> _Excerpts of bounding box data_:
--

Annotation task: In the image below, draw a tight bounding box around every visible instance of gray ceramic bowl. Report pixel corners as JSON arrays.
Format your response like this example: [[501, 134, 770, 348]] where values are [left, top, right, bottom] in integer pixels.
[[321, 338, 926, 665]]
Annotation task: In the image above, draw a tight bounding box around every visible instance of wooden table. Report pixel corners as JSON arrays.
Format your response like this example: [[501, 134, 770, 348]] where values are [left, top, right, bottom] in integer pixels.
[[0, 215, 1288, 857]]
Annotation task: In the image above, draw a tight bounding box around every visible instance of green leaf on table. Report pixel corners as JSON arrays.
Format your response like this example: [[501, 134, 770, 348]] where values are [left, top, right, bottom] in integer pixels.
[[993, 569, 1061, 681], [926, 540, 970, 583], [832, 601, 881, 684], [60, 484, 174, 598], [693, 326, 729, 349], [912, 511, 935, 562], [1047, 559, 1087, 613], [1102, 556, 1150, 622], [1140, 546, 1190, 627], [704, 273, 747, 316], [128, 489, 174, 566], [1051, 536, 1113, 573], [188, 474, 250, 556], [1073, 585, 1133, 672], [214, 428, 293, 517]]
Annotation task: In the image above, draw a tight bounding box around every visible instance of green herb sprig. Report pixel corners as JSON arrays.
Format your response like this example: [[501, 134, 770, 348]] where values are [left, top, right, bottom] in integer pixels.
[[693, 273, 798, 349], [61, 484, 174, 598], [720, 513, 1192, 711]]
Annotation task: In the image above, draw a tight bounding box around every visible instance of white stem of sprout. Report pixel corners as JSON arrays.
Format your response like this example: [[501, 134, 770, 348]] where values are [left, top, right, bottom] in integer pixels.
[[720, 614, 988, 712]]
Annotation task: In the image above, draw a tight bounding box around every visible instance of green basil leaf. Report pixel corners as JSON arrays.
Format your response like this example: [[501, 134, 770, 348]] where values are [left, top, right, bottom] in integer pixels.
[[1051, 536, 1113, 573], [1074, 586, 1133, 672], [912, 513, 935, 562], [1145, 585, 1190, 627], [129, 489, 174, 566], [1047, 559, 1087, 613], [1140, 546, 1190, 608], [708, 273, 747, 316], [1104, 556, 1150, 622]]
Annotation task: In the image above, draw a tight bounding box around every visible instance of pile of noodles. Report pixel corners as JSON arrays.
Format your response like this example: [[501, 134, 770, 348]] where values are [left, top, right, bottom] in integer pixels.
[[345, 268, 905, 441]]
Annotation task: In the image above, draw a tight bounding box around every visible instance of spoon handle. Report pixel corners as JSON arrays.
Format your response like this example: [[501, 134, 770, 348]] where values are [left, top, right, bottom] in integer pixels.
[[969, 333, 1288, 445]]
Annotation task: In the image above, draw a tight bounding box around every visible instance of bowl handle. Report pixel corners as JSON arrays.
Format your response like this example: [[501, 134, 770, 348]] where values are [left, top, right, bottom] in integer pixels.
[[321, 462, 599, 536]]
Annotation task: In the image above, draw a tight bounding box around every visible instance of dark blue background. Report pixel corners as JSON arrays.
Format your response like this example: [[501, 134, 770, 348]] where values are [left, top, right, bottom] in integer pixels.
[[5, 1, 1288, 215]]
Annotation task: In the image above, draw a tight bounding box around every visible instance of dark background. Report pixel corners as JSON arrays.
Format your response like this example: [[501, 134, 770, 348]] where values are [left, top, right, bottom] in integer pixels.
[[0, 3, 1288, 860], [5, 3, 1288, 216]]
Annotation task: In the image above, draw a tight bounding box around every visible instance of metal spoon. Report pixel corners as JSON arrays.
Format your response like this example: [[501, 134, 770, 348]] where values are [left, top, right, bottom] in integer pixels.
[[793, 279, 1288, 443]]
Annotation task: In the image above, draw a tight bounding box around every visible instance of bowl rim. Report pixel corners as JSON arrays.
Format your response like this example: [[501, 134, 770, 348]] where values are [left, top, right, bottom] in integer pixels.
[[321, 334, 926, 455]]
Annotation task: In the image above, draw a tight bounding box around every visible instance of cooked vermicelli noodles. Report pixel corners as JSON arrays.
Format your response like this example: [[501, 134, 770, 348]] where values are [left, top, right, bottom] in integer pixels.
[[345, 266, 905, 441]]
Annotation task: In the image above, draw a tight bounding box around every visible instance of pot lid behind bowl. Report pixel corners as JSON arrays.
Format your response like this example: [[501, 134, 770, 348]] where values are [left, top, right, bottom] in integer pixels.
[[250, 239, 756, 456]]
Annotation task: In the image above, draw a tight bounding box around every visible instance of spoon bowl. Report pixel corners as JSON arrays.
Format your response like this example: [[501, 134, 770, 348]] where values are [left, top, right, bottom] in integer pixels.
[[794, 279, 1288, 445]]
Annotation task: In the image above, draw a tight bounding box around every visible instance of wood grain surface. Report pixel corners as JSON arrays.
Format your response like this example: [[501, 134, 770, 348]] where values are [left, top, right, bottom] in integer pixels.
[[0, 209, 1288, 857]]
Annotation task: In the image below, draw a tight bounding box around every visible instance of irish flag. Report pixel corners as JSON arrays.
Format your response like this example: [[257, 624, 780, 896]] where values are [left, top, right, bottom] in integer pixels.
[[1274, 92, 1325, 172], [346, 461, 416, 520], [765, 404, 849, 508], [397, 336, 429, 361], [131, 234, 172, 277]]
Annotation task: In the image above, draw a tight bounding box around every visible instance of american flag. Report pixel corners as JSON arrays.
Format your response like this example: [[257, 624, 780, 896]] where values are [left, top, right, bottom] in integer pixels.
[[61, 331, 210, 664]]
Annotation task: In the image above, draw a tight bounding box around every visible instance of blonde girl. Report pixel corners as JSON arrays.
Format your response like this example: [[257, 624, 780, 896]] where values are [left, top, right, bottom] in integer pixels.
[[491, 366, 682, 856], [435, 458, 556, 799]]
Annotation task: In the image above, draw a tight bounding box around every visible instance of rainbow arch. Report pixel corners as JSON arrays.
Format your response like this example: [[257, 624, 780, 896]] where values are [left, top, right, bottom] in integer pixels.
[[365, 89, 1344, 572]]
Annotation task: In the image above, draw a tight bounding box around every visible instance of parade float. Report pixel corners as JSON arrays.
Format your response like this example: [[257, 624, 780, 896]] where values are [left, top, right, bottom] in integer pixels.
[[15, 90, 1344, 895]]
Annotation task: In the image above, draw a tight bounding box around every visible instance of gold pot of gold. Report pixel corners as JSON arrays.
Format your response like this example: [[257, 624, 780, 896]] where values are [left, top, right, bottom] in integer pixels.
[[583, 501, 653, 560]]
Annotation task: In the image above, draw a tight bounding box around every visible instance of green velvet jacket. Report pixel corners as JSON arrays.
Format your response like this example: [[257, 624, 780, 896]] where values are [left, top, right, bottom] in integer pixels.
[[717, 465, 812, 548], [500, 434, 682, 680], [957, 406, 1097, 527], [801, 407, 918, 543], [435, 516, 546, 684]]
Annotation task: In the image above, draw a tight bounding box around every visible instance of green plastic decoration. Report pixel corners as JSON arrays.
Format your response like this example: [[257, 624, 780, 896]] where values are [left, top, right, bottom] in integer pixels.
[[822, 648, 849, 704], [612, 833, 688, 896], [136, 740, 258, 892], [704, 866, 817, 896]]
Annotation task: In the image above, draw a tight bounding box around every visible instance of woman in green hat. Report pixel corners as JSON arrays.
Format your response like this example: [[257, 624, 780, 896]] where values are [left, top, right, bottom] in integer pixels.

--

> _Instruction_:
Reproduce, word for word, the part of the rows that opens with the line containing "spoon bowl. Report pixel corners as JSON arrays." and closes with the line containing "[[61, 331, 210, 664]]", including both of those lines.

> _Solution to this task_:
Annotation task: In the image above, draw a tight bounding box around every visible instance of spoon bowl. Report pixel corners as JSON arrays.
Format your response like this example: [[501, 134, 770, 348]] where values are [left, top, right, bottom] in integer pixels.
[[794, 279, 1288, 445]]
Annotation task: In the image above, draw a tight bounding box around every visible instance of wood grain surface. Report pixel corners as JSON arrays.
Format your response like this example: [[501, 134, 770, 348]] where values are [left, top, right, bottom] in integer pixels.
[[0, 209, 1288, 857]]
Annotation task: In the image below, draw a tight bounding box around every visible instance of irish flag. Report pixel corners as JSON arrays.
Format your response like this example: [[257, 624, 780, 896]] where values are [left, top, right, bottom] in integer pixels.
[[1274, 92, 1325, 172], [346, 461, 416, 520], [765, 404, 849, 508], [397, 336, 429, 361], [131, 234, 172, 277]]
Annotation task: In the image above, draw a tight bounding box around every visible instance of american flag. Report pixel corners as JSON arrays.
Format your response like this example: [[257, 624, 780, 896]] where values are [left, top, right, bottom] in integer pixels.
[[61, 331, 210, 664]]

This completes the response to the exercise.